Text shown
Kazutoshi Sato*,**, Eugenio Realini*, Toshitaka Tsuda*,
Masanori Oigawa*, Yuya Iwaki*, Yoshinori Shoji***,
and Hiromu Seko***

*Research Institute for Sustainable Humanosphere (RISH), Kyoto University, Gokasho, Uji, Kyoto 611-0011, Japan

**Center for the Promotion of Interdisciplinary Education and Research, Kyoto University, Gokasho, Uji, Kyoto 611-0011, Japan

***Meteorological Research Institute (MRI), Japan Meteorological Agency (JMA), 1-1 Nagamine, Tsukuba, Ibaraki 305-0052, Japan

Received:
October 10, 2012
Accepted:
December 27, 2012
Published:
February 1, 2013
Creative Commons License
Keywords:
GPS meteorology, GNSS, PWV, meteorological hazard
Abstract
This work describes a system aimed at the near realtimemonitoring of precipitable water vapor (PWV) by means of a dense network of Global Navigation Satellite System (GNSS) receivers. These receivers are deployed with a horizontal spacing of 1-2 km around the Uji campus of Kyoto University, Japan. The PWV observed using a standard GPS meteorology technique, i.e., by using all satellites above a low elevation cutoff, is validated against radiosonde and radiometer measurements. The result is a RMS difference of about 2 mm. A more rigorous validation is done by selecting single GPS slant delays as they pass close to the radiosonde or the radiometer measuring directions, and higher accuracy is obtained. This method also makes it possible to preserve short-term fluctuations that are lost in the standard technique due to the averaging of several slant delays. Geostatistical analysis of the PWV observations shows that they are spatially correlated within the area of interest; this confirms that such a dense network can detect inhomogeneous distributions in water vapor. The PWV horizontal resolution is improved by using high-elevation satellites only, with the aim of exploiting at best the future Quasi-Zenith Satellite System (QZSS), which will continuously provide at least one satellite close to the zenith over Japan.

Records supplied
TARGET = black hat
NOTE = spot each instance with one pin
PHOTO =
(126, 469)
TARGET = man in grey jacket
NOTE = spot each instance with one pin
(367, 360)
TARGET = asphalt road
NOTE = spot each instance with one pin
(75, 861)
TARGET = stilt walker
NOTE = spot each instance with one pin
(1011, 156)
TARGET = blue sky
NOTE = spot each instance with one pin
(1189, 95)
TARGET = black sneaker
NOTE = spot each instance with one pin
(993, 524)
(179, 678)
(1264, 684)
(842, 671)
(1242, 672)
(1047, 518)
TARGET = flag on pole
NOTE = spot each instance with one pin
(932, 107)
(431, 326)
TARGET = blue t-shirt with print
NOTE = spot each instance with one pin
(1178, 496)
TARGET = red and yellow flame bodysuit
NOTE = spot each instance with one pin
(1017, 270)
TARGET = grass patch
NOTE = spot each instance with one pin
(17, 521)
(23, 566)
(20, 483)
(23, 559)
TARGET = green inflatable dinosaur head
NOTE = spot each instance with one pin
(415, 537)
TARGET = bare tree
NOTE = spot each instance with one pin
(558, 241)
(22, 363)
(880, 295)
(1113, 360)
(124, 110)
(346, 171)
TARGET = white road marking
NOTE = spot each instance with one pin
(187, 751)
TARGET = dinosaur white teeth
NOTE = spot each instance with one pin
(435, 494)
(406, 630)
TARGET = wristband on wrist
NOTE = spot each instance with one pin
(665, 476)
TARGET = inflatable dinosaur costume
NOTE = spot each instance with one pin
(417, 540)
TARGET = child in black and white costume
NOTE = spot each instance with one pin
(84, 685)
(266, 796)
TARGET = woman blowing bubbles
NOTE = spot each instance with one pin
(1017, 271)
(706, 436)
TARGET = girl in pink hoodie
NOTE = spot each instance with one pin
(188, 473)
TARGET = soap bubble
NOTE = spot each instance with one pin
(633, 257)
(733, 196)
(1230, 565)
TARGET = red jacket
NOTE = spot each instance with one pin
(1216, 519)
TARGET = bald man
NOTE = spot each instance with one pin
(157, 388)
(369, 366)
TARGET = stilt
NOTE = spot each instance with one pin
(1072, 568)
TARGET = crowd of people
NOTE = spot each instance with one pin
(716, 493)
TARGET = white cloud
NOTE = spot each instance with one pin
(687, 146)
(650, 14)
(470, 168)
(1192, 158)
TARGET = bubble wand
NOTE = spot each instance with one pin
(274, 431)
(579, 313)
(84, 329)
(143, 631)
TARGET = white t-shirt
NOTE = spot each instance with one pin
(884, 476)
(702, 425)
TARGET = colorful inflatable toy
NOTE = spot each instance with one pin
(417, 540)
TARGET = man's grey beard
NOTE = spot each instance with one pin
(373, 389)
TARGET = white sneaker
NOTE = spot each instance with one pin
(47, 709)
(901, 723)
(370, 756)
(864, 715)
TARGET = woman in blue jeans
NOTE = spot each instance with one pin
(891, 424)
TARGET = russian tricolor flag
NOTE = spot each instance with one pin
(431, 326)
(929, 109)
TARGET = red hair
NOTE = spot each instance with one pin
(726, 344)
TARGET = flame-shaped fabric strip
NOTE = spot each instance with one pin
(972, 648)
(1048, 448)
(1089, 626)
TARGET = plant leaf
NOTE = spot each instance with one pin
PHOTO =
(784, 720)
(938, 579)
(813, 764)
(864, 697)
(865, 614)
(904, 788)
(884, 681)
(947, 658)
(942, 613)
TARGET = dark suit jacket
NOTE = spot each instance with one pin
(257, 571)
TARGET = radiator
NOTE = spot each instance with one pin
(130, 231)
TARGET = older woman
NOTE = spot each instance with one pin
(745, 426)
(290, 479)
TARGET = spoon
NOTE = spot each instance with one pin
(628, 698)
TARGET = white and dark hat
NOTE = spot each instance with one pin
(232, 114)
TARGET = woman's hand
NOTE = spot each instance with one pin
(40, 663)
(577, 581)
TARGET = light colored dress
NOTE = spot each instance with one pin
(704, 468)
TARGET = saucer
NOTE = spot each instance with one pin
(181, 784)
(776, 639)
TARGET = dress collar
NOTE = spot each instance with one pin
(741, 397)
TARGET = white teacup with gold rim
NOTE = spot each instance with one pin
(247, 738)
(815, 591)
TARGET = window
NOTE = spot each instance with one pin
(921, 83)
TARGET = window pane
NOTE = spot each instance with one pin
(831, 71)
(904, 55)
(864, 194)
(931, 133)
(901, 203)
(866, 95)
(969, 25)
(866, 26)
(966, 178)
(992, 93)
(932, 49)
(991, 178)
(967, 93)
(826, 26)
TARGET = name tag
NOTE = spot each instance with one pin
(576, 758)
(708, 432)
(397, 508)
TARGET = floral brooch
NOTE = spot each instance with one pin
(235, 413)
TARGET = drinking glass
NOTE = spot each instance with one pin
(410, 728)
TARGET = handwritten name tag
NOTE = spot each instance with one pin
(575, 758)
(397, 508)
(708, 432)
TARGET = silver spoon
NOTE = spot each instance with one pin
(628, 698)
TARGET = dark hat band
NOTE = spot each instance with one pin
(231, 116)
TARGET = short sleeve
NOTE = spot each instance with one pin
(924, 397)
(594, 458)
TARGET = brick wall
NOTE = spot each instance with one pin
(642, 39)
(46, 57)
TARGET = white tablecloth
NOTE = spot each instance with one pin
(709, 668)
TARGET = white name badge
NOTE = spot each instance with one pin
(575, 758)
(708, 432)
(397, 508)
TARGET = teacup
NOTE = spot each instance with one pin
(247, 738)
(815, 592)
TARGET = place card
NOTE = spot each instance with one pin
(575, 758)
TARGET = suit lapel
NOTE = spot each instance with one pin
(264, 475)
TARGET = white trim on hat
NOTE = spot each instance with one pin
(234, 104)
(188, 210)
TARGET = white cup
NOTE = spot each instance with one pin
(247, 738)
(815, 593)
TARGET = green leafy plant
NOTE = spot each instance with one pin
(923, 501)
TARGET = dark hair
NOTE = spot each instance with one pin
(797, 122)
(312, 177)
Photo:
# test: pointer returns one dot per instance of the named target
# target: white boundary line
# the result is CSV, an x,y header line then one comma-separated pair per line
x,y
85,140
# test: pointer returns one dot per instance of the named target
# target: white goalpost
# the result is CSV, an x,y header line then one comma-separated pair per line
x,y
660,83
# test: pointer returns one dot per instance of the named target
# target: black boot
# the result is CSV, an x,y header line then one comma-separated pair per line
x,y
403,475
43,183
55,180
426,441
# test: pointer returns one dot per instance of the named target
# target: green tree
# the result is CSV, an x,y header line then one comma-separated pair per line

Task instructions
A - Name every keyword that the water vapor monitoring text lists.
B - Render the entry lines as a Markdown table with columns Row and Entry line, skipping blank lines. Begin at the line of the entries that contains "TARGET = red and yellow flame bodysuit", and stop after the line that contains "(1192, 158)".

Results of the exercise
A -
- GPS meteorology
- GNSS
- PWV
- meteorological hazard

B -
| Row | Entry line |
|---|---|
| 1 | TARGET = red and yellow flame bodysuit |
| 2 | NOTE = spot each instance with one pin |
| 3 | (1017, 270) |
| 4 | TARGET = grass patch |
| 5 | NOTE = spot each instance with one pin |
| 6 | (17, 521) |
| 7 | (23, 566) |
| 8 | (20, 483) |
| 9 | (23, 559) |
| 10 | TARGET = green inflatable dinosaur head |
| 11 | NOTE = spot each instance with one pin |
| 12 | (415, 537) |
| 13 | TARGET = bare tree |
| 14 | NOTE = spot each instance with one pin |
| 15 | (558, 241) |
| 16 | (22, 363) |
| 17 | (880, 295) |
| 18 | (1113, 360) |
| 19 | (124, 110) |
| 20 | (346, 171) |
| 21 | TARGET = white road marking |
| 22 | NOTE = spot each instance with one pin |
| 23 | (187, 751) |
| 24 | TARGET = dinosaur white teeth |
| 25 | NOTE = spot each instance with one pin |
| 26 | (435, 494) |
| 27 | (406, 630) |
| 28 | TARGET = wristband on wrist |
| 29 | NOTE = spot each instance with one pin |
| 30 | (665, 476) |
| 31 | TARGET = inflatable dinosaur costume |
| 32 | NOTE = spot each instance with one pin |
| 33 | (417, 540) |
| 34 | TARGET = child in black and white costume |
| 35 | NOTE = spot each instance with one pin |
| 36 | (84, 685) |
| 37 | (266, 796) |
| 38 | TARGET = woman blowing bubbles |
| 39 | NOTE = spot each instance with one pin |
| 40 | (1017, 271) |
| 41 | (706, 436) |
| 42 | TARGET = girl in pink hoodie |
| 43 | NOTE = spot each instance with one pin |
| 44 | (188, 473) |
| 45 | TARGET = soap bubble |
| 46 | NOTE = spot each instance with one pin |
| 47 | (633, 257) |
| 48 | (733, 196) |
| 49 | (1230, 565) |
| 50 | TARGET = red jacket |
| 51 | NOTE = spot each instance with one pin |
| 52 | (1216, 519) |
| 53 | TARGET = bald man |
| 54 | NOTE = spot each instance with one pin |
| 55 | (157, 388) |
| 56 | (369, 366) |
| 57 | TARGET = stilt |
| 58 | NOTE = spot each instance with one pin |
| 59 | (1072, 568) |
| 60 | TARGET = crowd of people |
| 61 | NOTE = spot each instance with one pin |
| 62 | (716, 493) |
| 63 | TARGET = white cloud |
| 64 | NOTE = spot each instance with one pin |
| 65 | (687, 146) |
| 66 | (650, 14) |
| 67 | (470, 168) |
| 68 | (1192, 158) |